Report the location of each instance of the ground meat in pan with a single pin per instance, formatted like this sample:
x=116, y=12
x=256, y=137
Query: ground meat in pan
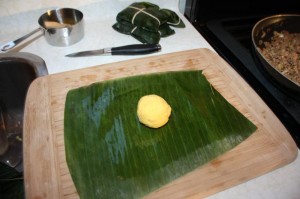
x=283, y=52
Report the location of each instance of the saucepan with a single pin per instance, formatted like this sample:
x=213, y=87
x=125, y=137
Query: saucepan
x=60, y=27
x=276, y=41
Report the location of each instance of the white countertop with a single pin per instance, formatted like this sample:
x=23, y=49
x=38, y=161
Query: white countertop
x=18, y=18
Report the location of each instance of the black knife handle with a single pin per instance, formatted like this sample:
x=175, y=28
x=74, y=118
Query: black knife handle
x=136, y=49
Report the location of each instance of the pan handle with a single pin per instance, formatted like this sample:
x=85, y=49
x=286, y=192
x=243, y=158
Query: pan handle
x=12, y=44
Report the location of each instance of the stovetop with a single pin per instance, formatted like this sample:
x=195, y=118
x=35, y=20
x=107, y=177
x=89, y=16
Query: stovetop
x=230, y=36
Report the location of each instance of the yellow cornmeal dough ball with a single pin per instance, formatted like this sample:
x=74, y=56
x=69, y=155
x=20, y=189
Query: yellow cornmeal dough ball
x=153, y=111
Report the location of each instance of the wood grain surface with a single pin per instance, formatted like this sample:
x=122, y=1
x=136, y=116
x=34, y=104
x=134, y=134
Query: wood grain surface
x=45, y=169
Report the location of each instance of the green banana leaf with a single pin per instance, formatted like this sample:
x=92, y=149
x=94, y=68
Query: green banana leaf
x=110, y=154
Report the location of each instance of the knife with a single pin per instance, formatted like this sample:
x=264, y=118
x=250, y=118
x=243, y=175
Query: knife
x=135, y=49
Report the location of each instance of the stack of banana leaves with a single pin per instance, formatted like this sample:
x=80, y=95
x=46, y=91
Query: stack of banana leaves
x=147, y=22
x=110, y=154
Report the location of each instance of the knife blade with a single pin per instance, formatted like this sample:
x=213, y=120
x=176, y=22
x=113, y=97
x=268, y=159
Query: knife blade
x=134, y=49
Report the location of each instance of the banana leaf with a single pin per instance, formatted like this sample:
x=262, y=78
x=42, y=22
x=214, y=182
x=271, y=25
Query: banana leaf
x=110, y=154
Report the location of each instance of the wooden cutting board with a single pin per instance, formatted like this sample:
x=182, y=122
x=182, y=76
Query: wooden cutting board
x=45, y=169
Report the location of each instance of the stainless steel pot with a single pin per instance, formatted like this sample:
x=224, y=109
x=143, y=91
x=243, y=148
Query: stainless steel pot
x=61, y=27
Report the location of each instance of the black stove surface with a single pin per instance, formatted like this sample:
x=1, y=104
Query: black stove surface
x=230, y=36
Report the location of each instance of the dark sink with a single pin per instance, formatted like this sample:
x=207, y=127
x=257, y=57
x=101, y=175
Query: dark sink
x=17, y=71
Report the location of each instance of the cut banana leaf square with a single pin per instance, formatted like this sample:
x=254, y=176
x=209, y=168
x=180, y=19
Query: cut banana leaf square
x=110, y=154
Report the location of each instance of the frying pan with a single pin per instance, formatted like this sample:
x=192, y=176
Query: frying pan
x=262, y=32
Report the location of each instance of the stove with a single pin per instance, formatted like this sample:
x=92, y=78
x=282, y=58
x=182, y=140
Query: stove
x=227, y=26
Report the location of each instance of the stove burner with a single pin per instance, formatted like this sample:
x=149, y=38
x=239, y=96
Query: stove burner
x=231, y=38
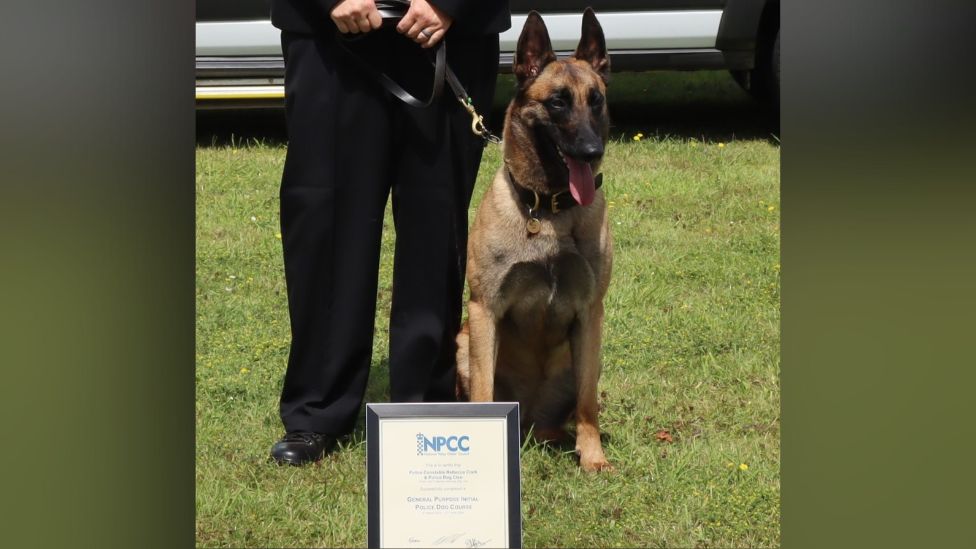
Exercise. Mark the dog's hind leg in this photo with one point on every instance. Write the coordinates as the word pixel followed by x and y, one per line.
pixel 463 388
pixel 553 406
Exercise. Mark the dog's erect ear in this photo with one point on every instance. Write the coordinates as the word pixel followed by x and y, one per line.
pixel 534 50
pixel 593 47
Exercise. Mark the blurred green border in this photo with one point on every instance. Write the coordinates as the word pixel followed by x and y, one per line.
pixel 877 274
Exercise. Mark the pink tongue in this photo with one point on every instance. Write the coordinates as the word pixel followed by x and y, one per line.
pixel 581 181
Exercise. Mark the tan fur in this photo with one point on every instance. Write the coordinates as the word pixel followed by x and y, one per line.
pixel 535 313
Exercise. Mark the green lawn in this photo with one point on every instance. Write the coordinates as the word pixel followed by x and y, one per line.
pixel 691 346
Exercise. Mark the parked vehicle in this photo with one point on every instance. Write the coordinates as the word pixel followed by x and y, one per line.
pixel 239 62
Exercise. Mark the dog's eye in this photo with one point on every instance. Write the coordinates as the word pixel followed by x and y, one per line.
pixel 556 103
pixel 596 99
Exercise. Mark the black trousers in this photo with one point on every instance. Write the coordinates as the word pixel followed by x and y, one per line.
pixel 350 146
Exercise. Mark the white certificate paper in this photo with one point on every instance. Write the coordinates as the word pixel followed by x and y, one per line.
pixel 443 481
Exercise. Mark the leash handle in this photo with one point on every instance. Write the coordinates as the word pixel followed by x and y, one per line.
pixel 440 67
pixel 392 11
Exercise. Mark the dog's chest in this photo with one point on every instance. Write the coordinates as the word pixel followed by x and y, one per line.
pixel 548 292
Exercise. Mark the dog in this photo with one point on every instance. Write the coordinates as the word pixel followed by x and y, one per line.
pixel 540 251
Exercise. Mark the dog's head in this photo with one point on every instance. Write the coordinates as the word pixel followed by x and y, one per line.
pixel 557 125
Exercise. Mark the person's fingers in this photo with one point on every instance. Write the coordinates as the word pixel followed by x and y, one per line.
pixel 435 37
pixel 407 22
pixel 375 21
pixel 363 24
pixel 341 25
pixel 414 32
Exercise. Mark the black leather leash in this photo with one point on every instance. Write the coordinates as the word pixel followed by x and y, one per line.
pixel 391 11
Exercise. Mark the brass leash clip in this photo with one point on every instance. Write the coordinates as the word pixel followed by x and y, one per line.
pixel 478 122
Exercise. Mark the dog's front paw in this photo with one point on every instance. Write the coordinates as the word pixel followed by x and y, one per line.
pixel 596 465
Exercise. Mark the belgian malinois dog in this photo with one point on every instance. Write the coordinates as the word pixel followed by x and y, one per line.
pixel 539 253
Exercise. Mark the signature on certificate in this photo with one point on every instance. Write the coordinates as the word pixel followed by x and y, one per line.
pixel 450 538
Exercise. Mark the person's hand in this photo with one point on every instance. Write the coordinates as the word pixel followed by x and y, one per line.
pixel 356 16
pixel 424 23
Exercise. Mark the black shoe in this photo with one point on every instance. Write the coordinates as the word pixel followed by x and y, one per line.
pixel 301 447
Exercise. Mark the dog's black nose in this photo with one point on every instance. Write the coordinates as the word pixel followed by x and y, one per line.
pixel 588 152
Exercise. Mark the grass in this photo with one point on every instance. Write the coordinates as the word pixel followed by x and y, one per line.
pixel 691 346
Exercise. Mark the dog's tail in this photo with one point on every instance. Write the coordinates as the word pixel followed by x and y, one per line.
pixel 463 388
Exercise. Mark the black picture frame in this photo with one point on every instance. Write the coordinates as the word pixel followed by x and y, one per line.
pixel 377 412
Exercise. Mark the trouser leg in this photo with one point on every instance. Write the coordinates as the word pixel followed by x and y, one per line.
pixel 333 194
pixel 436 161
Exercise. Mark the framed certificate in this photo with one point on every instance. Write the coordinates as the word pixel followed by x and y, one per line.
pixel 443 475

****

What you need to do:
Set down each line of the material exactly and skip every image.

Reply:
Report the location of each instance of the ground meat in pan with a single pin per instance, formatted like this sample:
x=116, y=12
x=256, y=137
Query: ground meat in pan
x=283, y=52
Report the location of each instance of the saucepan with a single pin per instance, formatted like this sample:
x=213, y=87
x=125, y=137
Query: saucepan
x=60, y=27
x=276, y=41
Report the location of each instance of the white countertop with a single pin per instance, formatted like this sample:
x=23, y=49
x=38, y=161
Query: white countertop
x=18, y=18
Report the location of each instance of the black knife handle with a single pin per instance, formatted like this sample:
x=175, y=28
x=74, y=118
Query: black knife handle
x=136, y=49
Report the location of each instance of the pan handle with a single pin per instance, formatted like this sample:
x=85, y=49
x=286, y=192
x=243, y=158
Query: pan handle
x=12, y=44
Report the location of each instance of the stovetop with a single pin per instance, formatted like this sample:
x=195, y=118
x=35, y=20
x=107, y=177
x=89, y=16
Query: stovetop
x=230, y=36
Report the location of each instance of the yellow cornmeal dough ball with a single pin per instance, formatted like this sample:
x=74, y=56
x=69, y=155
x=20, y=189
Query: yellow cornmeal dough ball
x=153, y=111
Report the location of each instance of the wood grain surface with a single pin per instance, formatted like this sample:
x=122, y=1
x=136, y=116
x=34, y=104
x=134, y=134
Query: wood grain surface
x=45, y=169
Report the location of each instance of the green banana leaf with a single pin per instance, formatted like this sample:
x=92, y=149
x=94, y=68
Query: green banana leaf
x=110, y=154
Report the location of each instance of the knife with a single pin per instance, formatted like this sample:
x=264, y=118
x=250, y=118
x=243, y=175
Query: knife
x=135, y=49
Report the location of each instance of the stack of banana leaves with a single pin per instance, formatted like this sample:
x=80, y=95
x=46, y=91
Query: stack of banana leaves
x=147, y=22
x=110, y=154
Report the location of each instance of the knife blade with a single pin per instance, formatted like this sample:
x=213, y=120
x=176, y=22
x=113, y=97
x=268, y=159
Query: knife blade
x=134, y=49
Report the location of each instance of the banana leaf with a single pin per instance, formatted like this sample:
x=262, y=78
x=42, y=22
x=214, y=182
x=271, y=25
Query: banana leaf
x=110, y=154
Report the location of each instance of the wooden cutting board with a single pin per instance, formatted like this sample:
x=182, y=122
x=182, y=76
Query: wooden cutting board
x=45, y=169
Report the location of each instance of the stainless steel pot with a single pin per instance, formatted like this sample:
x=224, y=109
x=143, y=91
x=243, y=148
Query: stainless steel pot
x=61, y=27
Report the location of each instance of the black stove surface with a single pin per instance, formatted like this sample:
x=1, y=104
Query: black stove surface
x=230, y=36
Report the location of each instance of the dark sink with a single pin per instance, formatted like this sample:
x=207, y=127
x=257, y=57
x=101, y=175
Query: dark sink
x=17, y=71
Report the location of each instance of the cut banana leaf square with a single pin per instance, formatted like this sample:
x=254, y=176
x=209, y=168
x=180, y=19
Query: cut banana leaf square
x=110, y=154
Report the location of each instance of the frying pan with a single pin per instance, formatted like this sample:
x=192, y=176
Query: frying pan
x=262, y=32
Report the location of each instance of the stove with a single pin per instance, formatted like this sample:
x=92, y=78
x=282, y=58
x=182, y=140
Query: stove
x=227, y=26
Report the location of each instance of the stove burner with a single pin per instance, formatted like this sample:
x=149, y=38
x=239, y=96
Query: stove burner
x=231, y=38
Exercise. Mark the dog's hind leg in this photo with one point on every instance. Write the coordinates as the word pixel followed by x and y, one per line.
pixel 463 388
pixel 553 406
Exercise. Mark the dog's erect ear in this photo with one point on every instance. Write the coordinates as the word pixel followed by x and y, one per line.
pixel 534 50
pixel 593 47
Exercise. Mark the blurred green border in this photo with one point on every instance. Write the coordinates as the word pixel followed by x and y, one per line.
pixel 877 274
Exercise. Mark the pink tongue in this photo with one point on every instance. Write the coordinates as the word pixel followed by x and y, one per line.
pixel 581 181
Exercise. Mark the tan fur in this photo with one point on every instance. Write the coordinates as the word pixel followed by x and y, one per line.
pixel 535 313
Exercise. Mark the green lawn in this photo with one point on every instance. Write the coordinates as the word pixel followed by x and y, one per line.
pixel 691 346
Exercise. Mark the parked vehicle in this photo with one point on every instance. Write the coordinates as the word pixel followed by x and y, one per line.
pixel 239 62
Exercise. Mark the dog's eye in this photo with one point on every instance. Write the coordinates as the word pixel followed by x and y, one per line.
pixel 556 103
pixel 596 99
Exercise. Mark the black trousers in this photo with one point on every instance. Write the coordinates as the word pixel followed by x and y, one per line.
pixel 350 146
Exercise. Mark the white certificate paper in this photo with one point on every instance. Write the coordinates as the word pixel followed by x and y, one per line.
pixel 443 481
Exercise. Mark the leash handle in this photo with one point on every instance. Write the coordinates as the word pixel followed by x and y, one per line.
pixel 440 67
pixel 392 11
Exercise. Mark the dog's chest in this photo with one point on every instance. Write the coordinates as the word pixel followed by x and y, one per line.
pixel 548 292
Exercise. Mark the dog in this photo with one point on every instance. Write the coordinates as the word pixel followed by x and y, one per line.
pixel 540 251
Exercise. Mark the dog's head in this photo with one point on every instance. Write the coordinates as the word pixel followed by x and y, one per line.
pixel 557 125
Exercise. Mark the person's fingers in this photo with one point on every instance. Write the coordinates as the word pixel followed by x and y, one per line.
pixel 435 37
pixel 407 22
pixel 375 21
pixel 363 24
pixel 341 25
pixel 414 32
Exercise. Mark the black leather leash in this photo with one point on every instance. Write the coordinates as the word pixel followed by x and y, one per line.
pixel 391 11
Exercise. Mark the brass leash clip in this photo with one point on every instance. Write the coordinates as the word pixel followed by x and y, one per line.
pixel 478 122
Exercise. Mark the dog's front paw in this photo with one point on every instance. Write the coordinates as the word pixel followed by x and y, one per line.
pixel 596 465
Exercise. Mark the belgian malinois dog in this photo with one point on every instance. Write the coordinates as the word pixel followed by x and y, one per line.
pixel 539 253
Exercise. Mark the signature on certificate in this photo with one point on every instance. Write the coordinates as the word pixel followed by x and y, one per line.
pixel 450 538
Exercise. Mark the person's hand in this photo with one point on every instance. Write the coordinates as the word pixel followed by x and y, one per line.
pixel 356 16
pixel 424 23
Exercise. Mark the black shoe in this photo with one point on every instance. Write the coordinates as the word pixel followed by x and y, one per line.
pixel 301 447
Exercise. Mark the dog's black nose in this photo with one point on every instance. Write the coordinates as the word pixel followed by x and y, one per line.
pixel 588 152
Exercise. Mark the grass in this photo with one point on every instance. Write the coordinates as the word pixel followed by x and y, one per line.
pixel 691 346
Exercise. Mark the dog's tail in this photo with one point on every instance. Write the coordinates as the word pixel followed by x and y, one per line.
pixel 463 388
Exercise. Mark the black picture frame in this photo with one point on every instance. Write the coordinates as the word pixel followed by x and y, one per line.
pixel 377 412
Exercise. Mark the trouser leg in this photo with one point on every instance. Write the coordinates as the word pixel followed by x and y, one per line.
pixel 333 194
pixel 436 161
Exercise. Mark the framed certificate in this photo with one point on every instance. Write the coordinates as the word pixel followed by x and y, one per line.
pixel 443 475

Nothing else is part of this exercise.